- [Text under study]
It’s difficult during the best of times for graduate students to strike the right balance between schoolwork, extracurricular activities and their personal lives. During the COVID-19 crisis and e-learning, finding this balance is even more challenging.
Mentoring @ Purdue (M@P) focuses on improving the experience of women and graduate students from underrepresented populations in the College of Agriculture by helping them establish and foster relationships with mentors. During the course of a normal school year, M@P also offers a series of lectures and workshops focused on building and enhancing these relationships.
Levon Esters, a professor in Agricultural Sciences Education and Communications (ASEC), co-leads the team with ASEC Professor Neil Knobloch and a group of graduate students. In the midst of the current health crisis, Esters said, relationships between students and faculty may be altered or suffer, but it’s more important than ever for students and faculty alike to lean on the mentor-mentee relationship.
In mid- April, the M@P program hosted a webinar entitled Providing Effective Graduate Student Mentoring During the COVID-19 Crisis, which focused specifically on how students and faculty can support each other during this time.
The webinar was the brainchild of Torrie Cropps, an ASEC postdoctoral research associate who completed her Ph.D. in Purdue’s ASEC program and was heavily involved with the M@P team.
“Mentoring is about showing up, on both sides. Mentoring is about finding balance,” Cropps said. “In some cases, maybe a student just wants a mentor to help them find a job, but I think in most scenarios they are looking for someone that will help them navigate academics, the job market and their personal lives. Someone they trust who knows them well.”
Cropps communicated these sentiments, after the fact and in a live Twitter thread, about the webinar which had 130 participants from across the country. Additionally, panelists discussed softening academic expectations during the COVID-19 crisis as graduate students and faculty are finding themselves in challenging settings, not always conducive to work.
Victoria Parker, a member of the M@P team and ASEC master’s student, said that has been the case for her.
“Certain deadlines that we set before the virus may need to be changed, for example. People are going through a lot and you don’t necessarily know what. When I’m at Purdue, I know my mind is in academic mode,” she said. “But now I’m back home in California and aside from the time difference making things difficult, there are lots of things dividing my time and attention.”
She added that she still meets virtually with her advisor, Esters, every week but they don’t always talk about schoolwork.
“The best thing a mentor can do right now is to be in touch with their students,” she continued. “It doesn’t have to be about work, just having someone to talk to and maintaining that sense of normalcy is important.”
Cropps seconded this sentiment, adding that honesty is a key component to every mentor-mentee relationship.
“What’s really coming out during this time is that mentors and advisors need to be a little more forgiving towards students and towards themselves,” she said. “And honesty, on both ends, is the best way to promote this.”

Listing excerpted from a collection

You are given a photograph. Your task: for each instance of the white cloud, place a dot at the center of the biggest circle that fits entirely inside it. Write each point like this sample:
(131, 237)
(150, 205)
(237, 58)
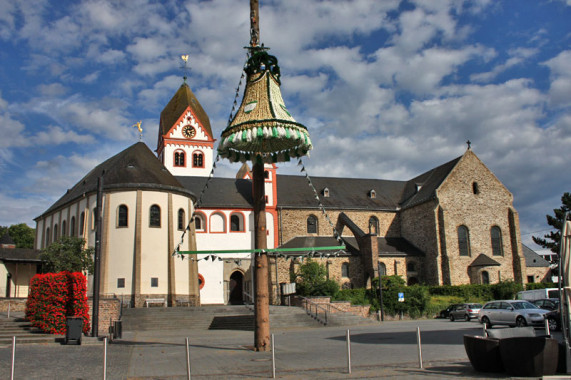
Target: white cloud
(56, 136)
(516, 57)
(52, 89)
(560, 90)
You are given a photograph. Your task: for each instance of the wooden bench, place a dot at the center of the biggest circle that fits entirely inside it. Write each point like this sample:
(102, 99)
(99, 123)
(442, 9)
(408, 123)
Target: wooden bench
(155, 300)
(182, 302)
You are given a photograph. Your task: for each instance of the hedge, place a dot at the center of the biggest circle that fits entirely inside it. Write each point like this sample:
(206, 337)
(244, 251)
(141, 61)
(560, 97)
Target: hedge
(55, 296)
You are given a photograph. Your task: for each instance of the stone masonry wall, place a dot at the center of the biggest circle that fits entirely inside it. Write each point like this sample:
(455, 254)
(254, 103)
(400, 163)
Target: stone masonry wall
(294, 222)
(479, 210)
(419, 227)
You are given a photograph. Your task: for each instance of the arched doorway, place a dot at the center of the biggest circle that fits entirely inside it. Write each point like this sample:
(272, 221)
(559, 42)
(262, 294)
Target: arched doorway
(236, 287)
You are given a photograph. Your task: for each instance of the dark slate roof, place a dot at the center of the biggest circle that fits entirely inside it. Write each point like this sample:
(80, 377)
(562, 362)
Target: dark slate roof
(19, 254)
(397, 247)
(221, 192)
(183, 98)
(344, 193)
(6, 239)
(429, 182)
(388, 247)
(484, 261)
(136, 167)
(532, 259)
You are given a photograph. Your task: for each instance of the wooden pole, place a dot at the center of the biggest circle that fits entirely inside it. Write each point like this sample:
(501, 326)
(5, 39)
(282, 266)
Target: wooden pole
(254, 23)
(97, 259)
(262, 304)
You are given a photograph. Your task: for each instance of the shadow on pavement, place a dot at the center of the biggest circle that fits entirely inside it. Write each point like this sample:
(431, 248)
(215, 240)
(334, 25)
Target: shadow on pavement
(409, 337)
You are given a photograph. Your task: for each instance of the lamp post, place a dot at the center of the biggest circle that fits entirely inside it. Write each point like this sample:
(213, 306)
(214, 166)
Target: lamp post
(381, 293)
(264, 132)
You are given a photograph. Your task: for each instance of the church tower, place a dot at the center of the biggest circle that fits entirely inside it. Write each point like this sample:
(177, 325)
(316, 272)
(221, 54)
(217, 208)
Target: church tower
(185, 144)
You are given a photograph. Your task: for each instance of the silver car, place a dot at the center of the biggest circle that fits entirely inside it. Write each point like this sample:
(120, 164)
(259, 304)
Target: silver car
(512, 313)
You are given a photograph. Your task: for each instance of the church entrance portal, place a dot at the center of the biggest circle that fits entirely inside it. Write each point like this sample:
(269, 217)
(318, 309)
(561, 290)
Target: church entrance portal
(236, 287)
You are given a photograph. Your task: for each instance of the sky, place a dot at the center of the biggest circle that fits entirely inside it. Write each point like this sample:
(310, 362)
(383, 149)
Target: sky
(387, 89)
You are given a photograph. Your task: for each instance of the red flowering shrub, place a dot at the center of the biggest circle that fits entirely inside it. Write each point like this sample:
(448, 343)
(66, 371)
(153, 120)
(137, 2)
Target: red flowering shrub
(55, 296)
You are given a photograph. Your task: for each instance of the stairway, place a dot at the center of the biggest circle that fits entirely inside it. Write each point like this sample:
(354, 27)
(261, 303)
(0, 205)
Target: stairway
(348, 319)
(23, 331)
(237, 317)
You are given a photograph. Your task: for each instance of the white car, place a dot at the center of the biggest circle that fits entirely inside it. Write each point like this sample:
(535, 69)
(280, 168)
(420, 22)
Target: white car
(512, 313)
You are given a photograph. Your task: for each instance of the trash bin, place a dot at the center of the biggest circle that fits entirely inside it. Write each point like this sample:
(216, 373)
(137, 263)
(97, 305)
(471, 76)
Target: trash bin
(74, 331)
(117, 329)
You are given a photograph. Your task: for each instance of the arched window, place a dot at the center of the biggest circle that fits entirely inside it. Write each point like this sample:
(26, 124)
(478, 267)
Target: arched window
(155, 216)
(179, 158)
(122, 216)
(382, 269)
(199, 222)
(497, 246)
(180, 219)
(412, 281)
(345, 270)
(217, 222)
(463, 241)
(485, 277)
(197, 160)
(236, 223)
(373, 225)
(72, 227)
(82, 224)
(311, 224)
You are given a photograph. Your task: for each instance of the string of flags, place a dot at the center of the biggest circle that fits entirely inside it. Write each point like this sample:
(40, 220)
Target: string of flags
(320, 204)
(197, 205)
(301, 256)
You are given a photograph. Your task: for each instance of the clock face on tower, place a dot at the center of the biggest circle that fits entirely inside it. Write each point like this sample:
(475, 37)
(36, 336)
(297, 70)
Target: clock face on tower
(188, 132)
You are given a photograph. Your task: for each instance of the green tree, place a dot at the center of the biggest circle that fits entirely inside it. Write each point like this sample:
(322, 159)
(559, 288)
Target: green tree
(23, 235)
(552, 240)
(311, 279)
(67, 254)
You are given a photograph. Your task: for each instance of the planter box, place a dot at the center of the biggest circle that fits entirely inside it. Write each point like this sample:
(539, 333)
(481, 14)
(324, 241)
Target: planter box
(484, 353)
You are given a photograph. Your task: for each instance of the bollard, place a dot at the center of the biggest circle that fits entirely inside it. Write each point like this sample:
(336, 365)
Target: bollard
(348, 351)
(419, 348)
(273, 358)
(104, 358)
(187, 359)
(13, 357)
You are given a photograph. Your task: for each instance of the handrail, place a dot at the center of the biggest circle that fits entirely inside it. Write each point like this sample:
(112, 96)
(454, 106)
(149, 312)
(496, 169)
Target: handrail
(313, 309)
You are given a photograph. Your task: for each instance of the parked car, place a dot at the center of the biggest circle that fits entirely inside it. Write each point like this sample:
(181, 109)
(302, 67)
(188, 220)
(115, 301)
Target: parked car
(446, 312)
(554, 319)
(512, 313)
(465, 311)
(547, 303)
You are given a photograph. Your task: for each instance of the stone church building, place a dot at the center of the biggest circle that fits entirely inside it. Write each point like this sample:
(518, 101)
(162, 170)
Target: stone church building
(453, 224)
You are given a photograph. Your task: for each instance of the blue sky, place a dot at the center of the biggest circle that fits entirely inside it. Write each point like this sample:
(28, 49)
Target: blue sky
(388, 89)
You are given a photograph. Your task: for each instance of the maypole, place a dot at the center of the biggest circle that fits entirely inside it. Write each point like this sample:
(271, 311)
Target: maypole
(262, 131)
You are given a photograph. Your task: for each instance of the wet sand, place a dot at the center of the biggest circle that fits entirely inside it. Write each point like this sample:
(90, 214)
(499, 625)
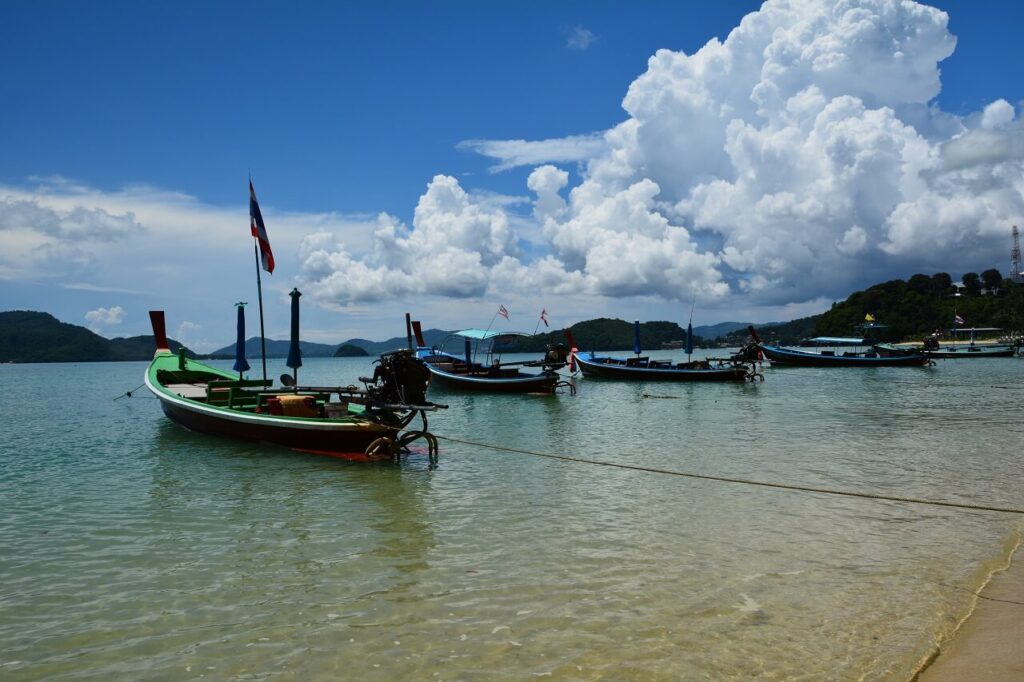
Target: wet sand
(989, 645)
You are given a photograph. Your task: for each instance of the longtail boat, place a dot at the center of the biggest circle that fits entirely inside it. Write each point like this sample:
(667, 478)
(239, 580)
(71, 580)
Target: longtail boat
(830, 357)
(645, 369)
(955, 349)
(347, 422)
(477, 365)
(740, 367)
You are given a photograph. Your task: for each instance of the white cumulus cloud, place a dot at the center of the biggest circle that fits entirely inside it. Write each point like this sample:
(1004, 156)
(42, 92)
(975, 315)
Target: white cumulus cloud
(104, 317)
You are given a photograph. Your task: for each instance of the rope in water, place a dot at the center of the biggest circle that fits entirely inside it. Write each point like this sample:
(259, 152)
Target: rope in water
(743, 481)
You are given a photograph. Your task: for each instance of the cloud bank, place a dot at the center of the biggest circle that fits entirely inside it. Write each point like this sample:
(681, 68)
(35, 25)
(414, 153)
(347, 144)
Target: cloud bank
(797, 160)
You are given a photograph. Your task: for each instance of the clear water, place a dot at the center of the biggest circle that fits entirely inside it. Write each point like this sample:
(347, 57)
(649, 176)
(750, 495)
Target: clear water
(132, 549)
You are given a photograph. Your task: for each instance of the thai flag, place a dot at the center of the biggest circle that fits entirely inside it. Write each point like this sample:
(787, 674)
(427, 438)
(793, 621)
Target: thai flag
(259, 230)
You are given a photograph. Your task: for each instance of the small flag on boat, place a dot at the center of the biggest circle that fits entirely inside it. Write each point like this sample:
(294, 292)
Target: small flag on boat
(259, 230)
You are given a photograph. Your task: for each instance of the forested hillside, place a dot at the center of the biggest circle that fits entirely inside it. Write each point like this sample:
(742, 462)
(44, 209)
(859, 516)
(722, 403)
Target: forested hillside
(27, 336)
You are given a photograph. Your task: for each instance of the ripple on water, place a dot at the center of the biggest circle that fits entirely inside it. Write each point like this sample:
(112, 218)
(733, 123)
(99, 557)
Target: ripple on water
(133, 549)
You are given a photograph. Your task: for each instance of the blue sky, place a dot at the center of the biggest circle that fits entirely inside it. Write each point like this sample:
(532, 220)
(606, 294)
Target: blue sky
(446, 158)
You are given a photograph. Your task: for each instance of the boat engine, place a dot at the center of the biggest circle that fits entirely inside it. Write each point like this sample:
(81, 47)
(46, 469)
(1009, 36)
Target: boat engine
(557, 354)
(400, 378)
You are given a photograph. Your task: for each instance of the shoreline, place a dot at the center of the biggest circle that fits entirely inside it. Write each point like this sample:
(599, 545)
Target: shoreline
(986, 645)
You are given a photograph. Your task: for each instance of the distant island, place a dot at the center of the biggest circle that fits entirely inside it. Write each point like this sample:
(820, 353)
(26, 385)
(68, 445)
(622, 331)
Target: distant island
(909, 309)
(348, 350)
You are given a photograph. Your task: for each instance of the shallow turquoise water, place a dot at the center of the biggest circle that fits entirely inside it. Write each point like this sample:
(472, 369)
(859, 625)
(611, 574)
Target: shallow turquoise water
(132, 549)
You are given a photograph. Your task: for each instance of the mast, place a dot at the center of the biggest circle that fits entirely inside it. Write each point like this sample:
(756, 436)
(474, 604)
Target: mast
(1016, 268)
(259, 294)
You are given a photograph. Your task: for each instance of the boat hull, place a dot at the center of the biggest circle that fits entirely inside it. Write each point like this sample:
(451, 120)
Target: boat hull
(788, 356)
(541, 383)
(347, 436)
(605, 368)
(340, 439)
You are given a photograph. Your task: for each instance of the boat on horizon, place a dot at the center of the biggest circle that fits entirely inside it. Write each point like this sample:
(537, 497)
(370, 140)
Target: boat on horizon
(476, 365)
(740, 367)
(346, 422)
(953, 349)
(839, 351)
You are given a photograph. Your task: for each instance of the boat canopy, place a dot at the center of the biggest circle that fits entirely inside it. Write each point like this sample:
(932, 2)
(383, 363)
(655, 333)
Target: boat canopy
(838, 340)
(483, 335)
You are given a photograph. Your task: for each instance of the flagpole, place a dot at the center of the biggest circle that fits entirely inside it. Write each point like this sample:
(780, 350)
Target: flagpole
(484, 334)
(259, 292)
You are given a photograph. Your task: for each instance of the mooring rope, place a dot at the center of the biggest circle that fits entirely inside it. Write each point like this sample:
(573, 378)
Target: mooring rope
(129, 393)
(743, 481)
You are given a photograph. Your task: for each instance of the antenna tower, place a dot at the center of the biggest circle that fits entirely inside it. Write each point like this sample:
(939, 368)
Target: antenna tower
(1016, 269)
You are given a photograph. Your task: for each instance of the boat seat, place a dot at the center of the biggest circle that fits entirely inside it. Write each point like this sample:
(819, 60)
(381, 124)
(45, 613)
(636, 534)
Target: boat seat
(192, 391)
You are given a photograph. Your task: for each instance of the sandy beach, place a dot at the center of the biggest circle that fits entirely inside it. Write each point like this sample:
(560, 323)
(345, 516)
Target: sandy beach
(989, 645)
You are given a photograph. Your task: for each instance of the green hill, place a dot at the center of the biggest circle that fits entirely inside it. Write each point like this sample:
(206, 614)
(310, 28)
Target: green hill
(348, 350)
(910, 309)
(607, 334)
(27, 336)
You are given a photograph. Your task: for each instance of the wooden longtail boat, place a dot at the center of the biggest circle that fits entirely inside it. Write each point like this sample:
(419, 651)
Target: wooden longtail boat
(953, 350)
(346, 422)
(794, 356)
(740, 367)
(644, 369)
(488, 374)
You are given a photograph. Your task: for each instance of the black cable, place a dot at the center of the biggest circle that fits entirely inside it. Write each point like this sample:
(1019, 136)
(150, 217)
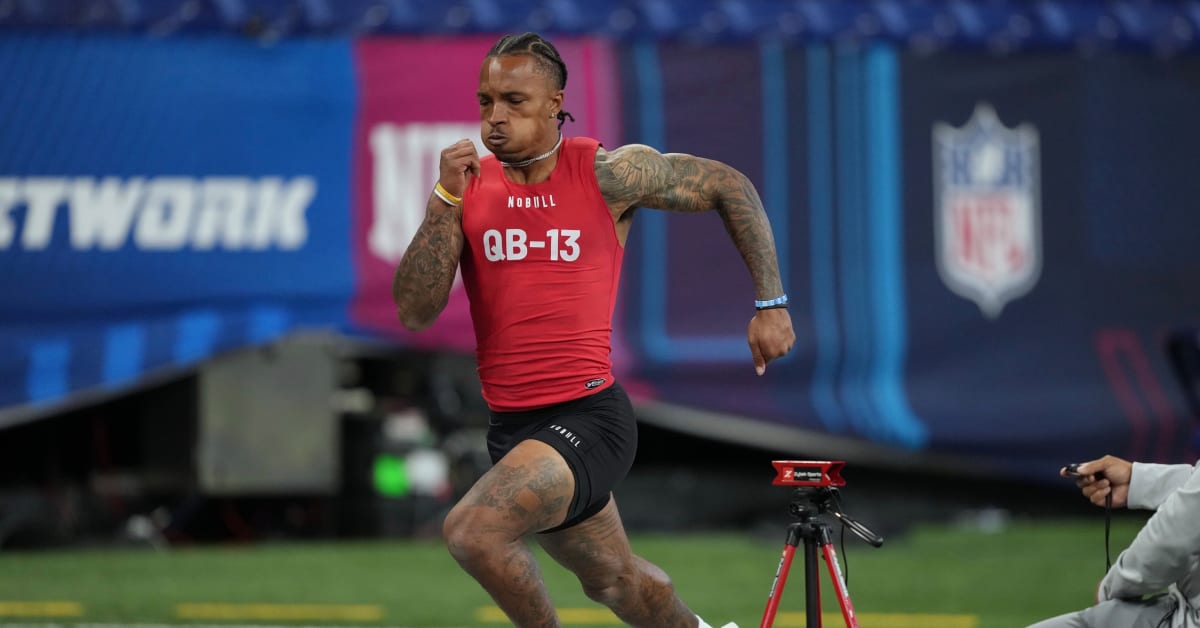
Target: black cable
(1108, 530)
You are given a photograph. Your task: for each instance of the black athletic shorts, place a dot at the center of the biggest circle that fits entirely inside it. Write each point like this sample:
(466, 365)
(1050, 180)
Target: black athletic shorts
(597, 435)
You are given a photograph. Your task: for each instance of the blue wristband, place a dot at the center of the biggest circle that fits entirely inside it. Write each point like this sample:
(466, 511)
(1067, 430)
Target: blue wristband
(773, 303)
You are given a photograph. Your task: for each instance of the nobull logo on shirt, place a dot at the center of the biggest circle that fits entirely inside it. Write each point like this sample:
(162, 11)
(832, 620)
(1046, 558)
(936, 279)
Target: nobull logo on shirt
(155, 214)
(988, 216)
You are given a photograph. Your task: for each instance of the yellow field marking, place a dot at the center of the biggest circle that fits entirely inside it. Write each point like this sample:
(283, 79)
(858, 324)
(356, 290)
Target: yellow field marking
(883, 620)
(568, 616)
(40, 609)
(346, 612)
(784, 620)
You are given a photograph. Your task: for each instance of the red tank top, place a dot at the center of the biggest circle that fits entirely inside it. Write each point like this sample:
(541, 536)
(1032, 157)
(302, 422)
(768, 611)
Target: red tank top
(541, 264)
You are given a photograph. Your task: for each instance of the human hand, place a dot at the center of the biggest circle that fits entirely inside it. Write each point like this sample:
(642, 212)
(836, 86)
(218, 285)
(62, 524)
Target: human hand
(457, 161)
(1098, 478)
(771, 336)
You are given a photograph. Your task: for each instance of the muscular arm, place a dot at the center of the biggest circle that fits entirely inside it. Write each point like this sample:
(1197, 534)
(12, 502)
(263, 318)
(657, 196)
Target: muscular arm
(425, 275)
(637, 175)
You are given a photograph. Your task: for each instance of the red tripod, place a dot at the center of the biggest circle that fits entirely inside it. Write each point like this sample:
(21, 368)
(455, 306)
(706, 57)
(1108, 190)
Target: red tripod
(810, 501)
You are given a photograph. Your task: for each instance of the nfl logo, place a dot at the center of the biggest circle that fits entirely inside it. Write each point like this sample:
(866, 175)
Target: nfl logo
(988, 216)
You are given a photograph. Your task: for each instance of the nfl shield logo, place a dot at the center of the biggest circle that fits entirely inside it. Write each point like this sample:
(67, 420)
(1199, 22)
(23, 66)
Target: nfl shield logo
(988, 214)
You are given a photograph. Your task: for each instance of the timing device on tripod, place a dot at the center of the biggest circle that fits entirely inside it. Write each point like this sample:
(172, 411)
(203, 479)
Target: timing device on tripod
(815, 494)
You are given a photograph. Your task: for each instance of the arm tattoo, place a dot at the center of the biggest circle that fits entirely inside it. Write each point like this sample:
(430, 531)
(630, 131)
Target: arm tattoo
(425, 275)
(637, 175)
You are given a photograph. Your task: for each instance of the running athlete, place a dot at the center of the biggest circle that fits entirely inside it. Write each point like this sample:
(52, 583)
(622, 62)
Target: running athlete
(539, 229)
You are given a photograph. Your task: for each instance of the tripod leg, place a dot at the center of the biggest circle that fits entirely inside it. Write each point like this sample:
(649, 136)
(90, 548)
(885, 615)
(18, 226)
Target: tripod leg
(777, 586)
(831, 556)
(813, 582)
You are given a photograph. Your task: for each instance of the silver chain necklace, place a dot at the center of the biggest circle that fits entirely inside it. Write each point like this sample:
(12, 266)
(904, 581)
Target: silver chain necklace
(539, 157)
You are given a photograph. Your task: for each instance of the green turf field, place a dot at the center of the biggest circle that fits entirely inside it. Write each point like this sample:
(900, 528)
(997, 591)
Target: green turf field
(931, 578)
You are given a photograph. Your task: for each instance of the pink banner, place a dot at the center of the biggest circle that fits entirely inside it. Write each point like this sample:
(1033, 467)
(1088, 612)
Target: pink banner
(417, 96)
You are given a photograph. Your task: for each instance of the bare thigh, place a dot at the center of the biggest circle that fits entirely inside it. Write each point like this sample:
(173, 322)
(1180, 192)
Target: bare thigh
(597, 550)
(528, 490)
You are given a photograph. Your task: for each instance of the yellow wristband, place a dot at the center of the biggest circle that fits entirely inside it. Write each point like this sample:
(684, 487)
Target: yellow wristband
(444, 195)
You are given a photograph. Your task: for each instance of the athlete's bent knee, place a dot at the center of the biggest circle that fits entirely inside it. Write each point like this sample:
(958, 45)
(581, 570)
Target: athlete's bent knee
(621, 587)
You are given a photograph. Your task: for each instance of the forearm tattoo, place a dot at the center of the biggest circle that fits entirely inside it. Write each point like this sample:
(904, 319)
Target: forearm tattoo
(637, 175)
(425, 275)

- [Work item A]
According to the mentoring article, how many participants did the webinar have?
- [Work item B]
Reproduce everything in the mentoring article from "Mentoring @ Purdue" down to "enhancing these relationships.", word for word.
The listing is separate material and is unrelated to the mentoring article.

- [Your response A]
The webinar had 130 participants from across the country.

- [Your response B]
Mentoring @ Purdue (M@P) focuses on improving the experience of women and graduate students from underrepresented populations in the College of Agriculture by helping them establish and foster relationships with mentors. During the course of a normal school year, M@P also offers a series of lectures and workshops focused on building and enhancing these relationships.